### The problem:
Give back, unchanged, each line from the one containing "Might I trouble you for the coordinates of the weed" through the last line of the entries below.

### Record excerpts:
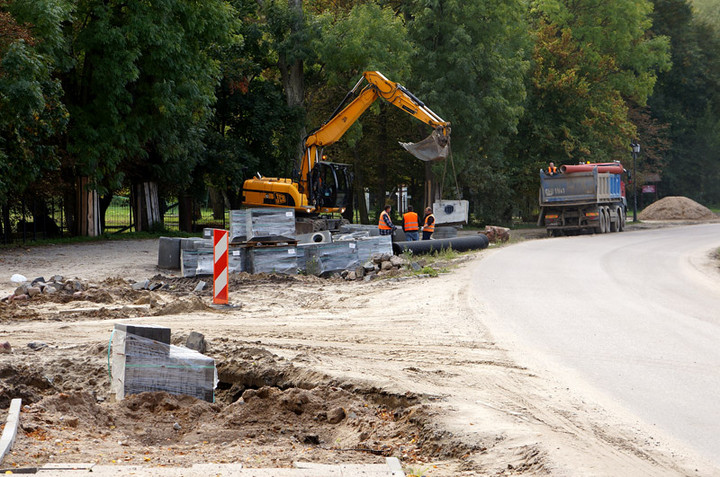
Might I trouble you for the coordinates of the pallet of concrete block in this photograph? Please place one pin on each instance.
(371, 230)
(262, 225)
(326, 258)
(273, 259)
(170, 250)
(369, 246)
(144, 360)
(199, 262)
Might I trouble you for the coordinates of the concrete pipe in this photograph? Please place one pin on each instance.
(459, 244)
(169, 253)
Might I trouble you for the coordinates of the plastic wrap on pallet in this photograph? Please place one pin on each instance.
(238, 226)
(142, 364)
(322, 259)
(200, 262)
(351, 236)
(270, 225)
(351, 228)
(281, 259)
(380, 245)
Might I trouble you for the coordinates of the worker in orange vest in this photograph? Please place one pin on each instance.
(428, 224)
(411, 225)
(385, 223)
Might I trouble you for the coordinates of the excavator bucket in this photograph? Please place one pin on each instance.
(435, 147)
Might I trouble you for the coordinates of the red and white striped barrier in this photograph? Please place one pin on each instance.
(220, 266)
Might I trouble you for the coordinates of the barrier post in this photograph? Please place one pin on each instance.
(220, 266)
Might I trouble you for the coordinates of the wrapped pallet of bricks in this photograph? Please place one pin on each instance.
(380, 245)
(270, 225)
(238, 226)
(143, 360)
(327, 258)
(279, 259)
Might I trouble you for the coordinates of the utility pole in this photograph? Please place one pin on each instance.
(635, 145)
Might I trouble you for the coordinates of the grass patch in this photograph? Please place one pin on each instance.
(102, 238)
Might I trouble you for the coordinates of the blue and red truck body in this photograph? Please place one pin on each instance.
(583, 197)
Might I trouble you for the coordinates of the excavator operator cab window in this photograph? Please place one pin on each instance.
(330, 184)
(324, 185)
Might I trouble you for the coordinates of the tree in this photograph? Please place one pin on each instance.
(687, 99)
(31, 111)
(142, 87)
(582, 84)
(471, 60)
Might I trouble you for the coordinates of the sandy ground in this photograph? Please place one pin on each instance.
(310, 369)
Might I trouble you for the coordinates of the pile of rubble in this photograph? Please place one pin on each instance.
(57, 284)
(379, 265)
(676, 208)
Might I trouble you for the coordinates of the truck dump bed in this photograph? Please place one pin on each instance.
(579, 188)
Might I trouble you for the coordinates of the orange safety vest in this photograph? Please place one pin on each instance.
(381, 223)
(429, 227)
(411, 222)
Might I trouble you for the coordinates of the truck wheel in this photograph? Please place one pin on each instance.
(615, 220)
(600, 229)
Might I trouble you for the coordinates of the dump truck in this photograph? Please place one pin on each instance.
(588, 197)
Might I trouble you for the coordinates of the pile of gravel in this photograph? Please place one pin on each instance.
(676, 208)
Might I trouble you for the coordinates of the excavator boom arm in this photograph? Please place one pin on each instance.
(378, 87)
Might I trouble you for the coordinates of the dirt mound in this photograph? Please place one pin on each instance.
(676, 208)
(184, 305)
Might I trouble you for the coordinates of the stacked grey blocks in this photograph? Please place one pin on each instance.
(327, 258)
(281, 259)
(263, 241)
(270, 225)
(144, 360)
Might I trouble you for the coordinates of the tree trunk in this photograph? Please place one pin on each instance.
(292, 74)
(218, 203)
(147, 207)
(359, 190)
(88, 210)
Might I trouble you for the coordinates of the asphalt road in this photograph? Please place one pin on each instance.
(635, 314)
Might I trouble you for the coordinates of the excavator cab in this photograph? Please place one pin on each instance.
(330, 186)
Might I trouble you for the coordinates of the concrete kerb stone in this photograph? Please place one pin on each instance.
(10, 431)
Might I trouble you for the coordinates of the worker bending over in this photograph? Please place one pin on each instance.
(411, 225)
(385, 223)
(428, 224)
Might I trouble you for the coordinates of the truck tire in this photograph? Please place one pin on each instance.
(615, 220)
(603, 220)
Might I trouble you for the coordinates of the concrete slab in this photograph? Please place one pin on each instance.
(10, 430)
(391, 468)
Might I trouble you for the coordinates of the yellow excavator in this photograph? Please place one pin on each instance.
(322, 187)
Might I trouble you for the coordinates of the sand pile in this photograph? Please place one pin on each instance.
(676, 208)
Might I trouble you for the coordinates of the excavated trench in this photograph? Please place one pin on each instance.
(266, 409)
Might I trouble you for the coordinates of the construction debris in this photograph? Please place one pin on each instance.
(144, 360)
(676, 208)
(496, 234)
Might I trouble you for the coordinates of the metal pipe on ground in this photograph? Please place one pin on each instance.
(459, 244)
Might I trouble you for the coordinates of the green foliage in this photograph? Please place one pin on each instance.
(142, 87)
(253, 129)
(368, 37)
(688, 99)
(31, 113)
(471, 62)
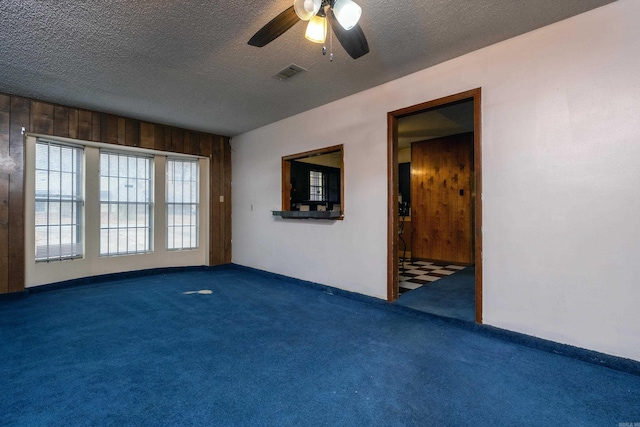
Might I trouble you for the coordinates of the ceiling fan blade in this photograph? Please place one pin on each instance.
(353, 40)
(275, 28)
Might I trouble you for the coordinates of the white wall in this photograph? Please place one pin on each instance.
(92, 264)
(561, 180)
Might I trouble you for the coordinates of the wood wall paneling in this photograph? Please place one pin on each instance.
(41, 118)
(85, 122)
(147, 132)
(132, 132)
(177, 140)
(5, 168)
(49, 119)
(61, 121)
(205, 145)
(96, 128)
(19, 119)
(225, 182)
(158, 137)
(441, 208)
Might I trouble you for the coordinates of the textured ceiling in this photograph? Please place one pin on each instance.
(187, 63)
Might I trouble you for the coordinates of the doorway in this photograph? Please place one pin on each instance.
(466, 225)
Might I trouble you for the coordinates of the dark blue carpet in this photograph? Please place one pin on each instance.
(263, 351)
(451, 296)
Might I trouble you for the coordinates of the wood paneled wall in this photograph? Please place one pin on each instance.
(56, 120)
(442, 199)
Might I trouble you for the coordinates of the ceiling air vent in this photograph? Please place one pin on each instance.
(288, 72)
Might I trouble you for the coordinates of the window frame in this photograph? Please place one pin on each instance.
(148, 205)
(169, 204)
(76, 200)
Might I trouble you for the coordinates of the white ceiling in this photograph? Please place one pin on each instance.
(187, 63)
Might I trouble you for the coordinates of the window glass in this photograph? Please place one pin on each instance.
(182, 204)
(125, 204)
(58, 201)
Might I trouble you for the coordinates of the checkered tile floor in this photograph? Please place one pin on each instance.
(416, 273)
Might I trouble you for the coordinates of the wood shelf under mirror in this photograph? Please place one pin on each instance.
(309, 214)
(313, 185)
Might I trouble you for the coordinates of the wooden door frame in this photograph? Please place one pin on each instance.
(393, 179)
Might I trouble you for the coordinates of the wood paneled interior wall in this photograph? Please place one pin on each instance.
(442, 199)
(56, 120)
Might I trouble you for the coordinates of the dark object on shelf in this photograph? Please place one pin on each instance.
(308, 214)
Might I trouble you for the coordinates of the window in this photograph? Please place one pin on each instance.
(125, 204)
(316, 186)
(182, 204)
(58, 201)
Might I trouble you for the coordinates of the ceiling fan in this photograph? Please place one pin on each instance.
(343, 16)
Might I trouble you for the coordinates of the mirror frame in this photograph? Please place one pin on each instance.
(286, 174)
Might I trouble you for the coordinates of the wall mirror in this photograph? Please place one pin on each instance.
(313, 184)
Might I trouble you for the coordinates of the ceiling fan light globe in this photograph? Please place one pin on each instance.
(347, 13)
(316, 29)
(306, 9)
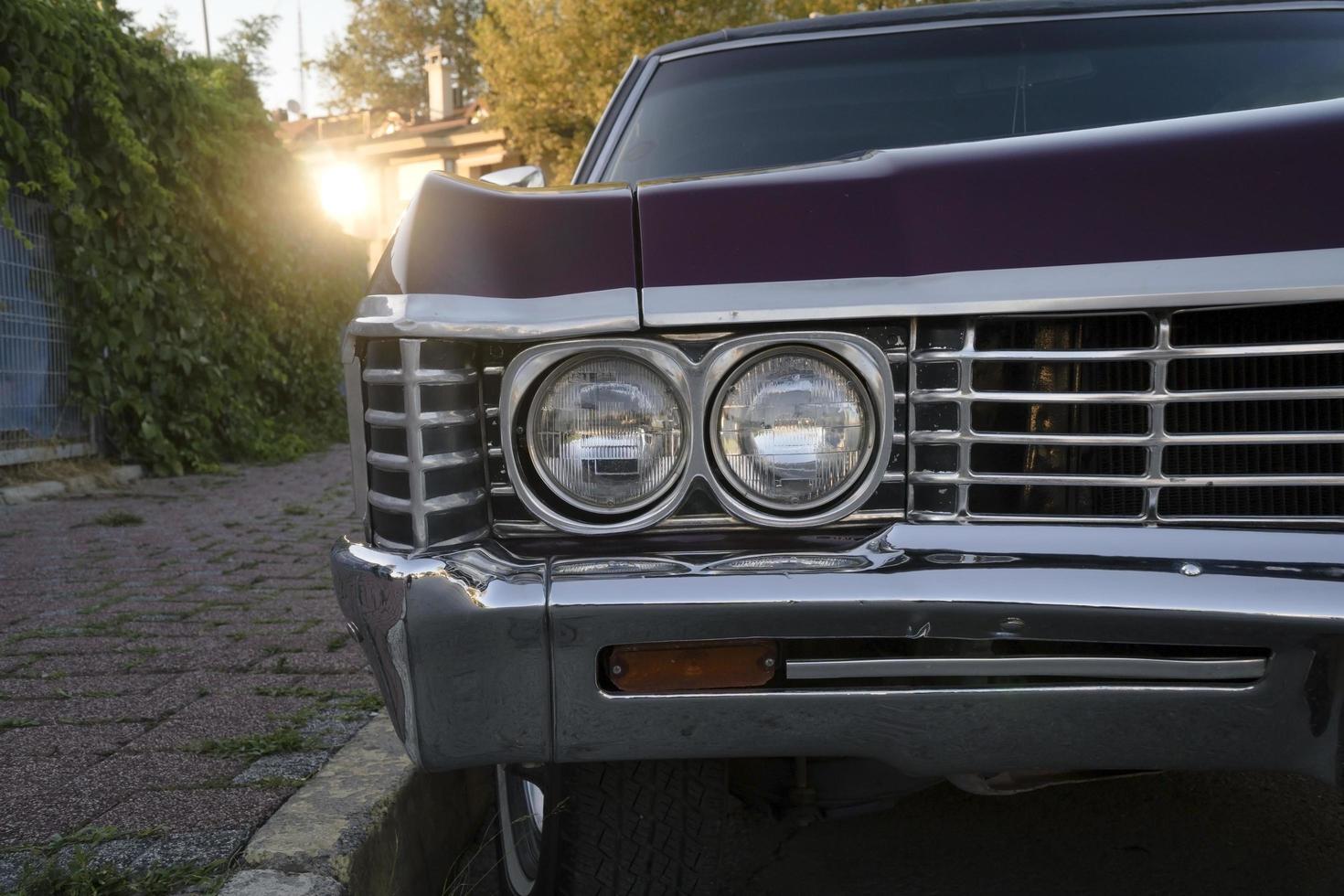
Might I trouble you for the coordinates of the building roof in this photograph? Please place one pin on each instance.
(371, 125)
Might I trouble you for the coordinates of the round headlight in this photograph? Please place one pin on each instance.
(794, 429)
(608, 432)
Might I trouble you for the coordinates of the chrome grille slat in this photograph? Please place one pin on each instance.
(423, 378)
(1131, 354)
(426, 485)
(411, 420)
(420, 504)
(386, 461)
(1057, 430)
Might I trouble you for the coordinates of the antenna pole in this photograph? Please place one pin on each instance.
(205, 16)
(303, 73)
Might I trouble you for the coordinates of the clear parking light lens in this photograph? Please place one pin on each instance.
(794, 429)
(608, 432)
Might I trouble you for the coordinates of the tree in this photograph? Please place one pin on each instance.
(379, 60)
(246, 46)
(551, 65)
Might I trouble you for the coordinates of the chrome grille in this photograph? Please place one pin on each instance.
(426, 475)
(1224, 415)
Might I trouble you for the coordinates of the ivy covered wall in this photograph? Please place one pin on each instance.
(206, 292)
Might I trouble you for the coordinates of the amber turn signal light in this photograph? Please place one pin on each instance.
(700, 666)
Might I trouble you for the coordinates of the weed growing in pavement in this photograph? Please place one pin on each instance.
(53, 870)
(349, 701)
(116, 518)
(286, 739)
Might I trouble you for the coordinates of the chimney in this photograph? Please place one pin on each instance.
(445, 96)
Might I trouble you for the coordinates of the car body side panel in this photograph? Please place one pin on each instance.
(1243, 183)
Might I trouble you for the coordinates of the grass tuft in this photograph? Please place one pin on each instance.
(117, 518)
(256, 746)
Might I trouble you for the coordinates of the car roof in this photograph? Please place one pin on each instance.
(951, 12)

### Solution to this task:
Might I trouble you for the coordinates of the weed growing in pavement in this photograph? Please place one pin on each instance.
(53, 870)
(349, 701)
(116, 518)
(286, 739)
Might I trouble you for the coordinates of the chimney in this photograph? Please place one pin on each instance.
(445, 96)
Might I trouble you for the coordinates of the car body side panel in this photograph? Please place one pin on each instance.
(1243, 183)
Might I trouble you for the coordinates of the grass tuft in this photograph? Please place one pin on each instance.
(117, 518)
(256, 746)
Might I trouble you for the coordinates of the car roof in this photograph? Please place one pin on each instance.
(951, 12)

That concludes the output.